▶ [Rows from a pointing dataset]
════════

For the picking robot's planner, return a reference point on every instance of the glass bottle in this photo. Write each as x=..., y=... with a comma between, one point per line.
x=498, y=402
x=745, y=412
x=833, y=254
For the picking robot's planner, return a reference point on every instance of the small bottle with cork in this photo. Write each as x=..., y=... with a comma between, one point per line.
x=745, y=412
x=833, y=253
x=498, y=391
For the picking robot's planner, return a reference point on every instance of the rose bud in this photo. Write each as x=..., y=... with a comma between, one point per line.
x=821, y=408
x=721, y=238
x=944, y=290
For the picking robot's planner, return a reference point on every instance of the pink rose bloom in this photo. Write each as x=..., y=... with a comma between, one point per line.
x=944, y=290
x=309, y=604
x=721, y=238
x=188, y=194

════════

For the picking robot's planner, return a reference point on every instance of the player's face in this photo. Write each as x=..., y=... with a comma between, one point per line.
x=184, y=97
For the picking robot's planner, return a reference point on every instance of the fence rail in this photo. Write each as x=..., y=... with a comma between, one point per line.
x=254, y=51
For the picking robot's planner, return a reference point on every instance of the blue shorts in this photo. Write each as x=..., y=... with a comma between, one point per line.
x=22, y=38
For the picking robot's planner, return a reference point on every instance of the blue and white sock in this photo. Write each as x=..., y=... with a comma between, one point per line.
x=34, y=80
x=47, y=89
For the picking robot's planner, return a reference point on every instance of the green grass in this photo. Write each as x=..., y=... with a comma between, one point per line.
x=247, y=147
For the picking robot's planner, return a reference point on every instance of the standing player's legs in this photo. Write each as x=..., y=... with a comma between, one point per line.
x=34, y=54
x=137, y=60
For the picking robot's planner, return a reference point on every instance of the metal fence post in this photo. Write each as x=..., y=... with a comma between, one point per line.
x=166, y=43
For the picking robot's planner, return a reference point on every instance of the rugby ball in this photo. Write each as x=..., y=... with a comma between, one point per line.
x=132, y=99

════════

▶ [INSTRUCTIONS FOR THE TASK]
Format the records as a Markdown table with the columns No. and Line, covering only the lines starting at the one containing "of the glass" and ending at the one containing "x=498, y=391". Give each line its own row and leave out blank lines.

▶ [PROBLEM SOLUTION]
| No. | Line |
|---|---|
| 1 | For the picking robot's planner, return a reference point on every instance of the glass bottle in this photo. Write each as x=..., y=... with a comma between, one point per line. |
| 2 | x=498, y=402 |
| 3 | x=745, y=412 |
| 4 | x=833, y=254 |
| 5 | For the picking robot's planner, return a reference point on every instance of the small bottle with cork in this photo. Write each as x=..., y=... with a comma between, one point per line. |
| 6 | x=745, y=412 |
| 7 | x=833, y=253 |
| 8 | x=498, y=391 |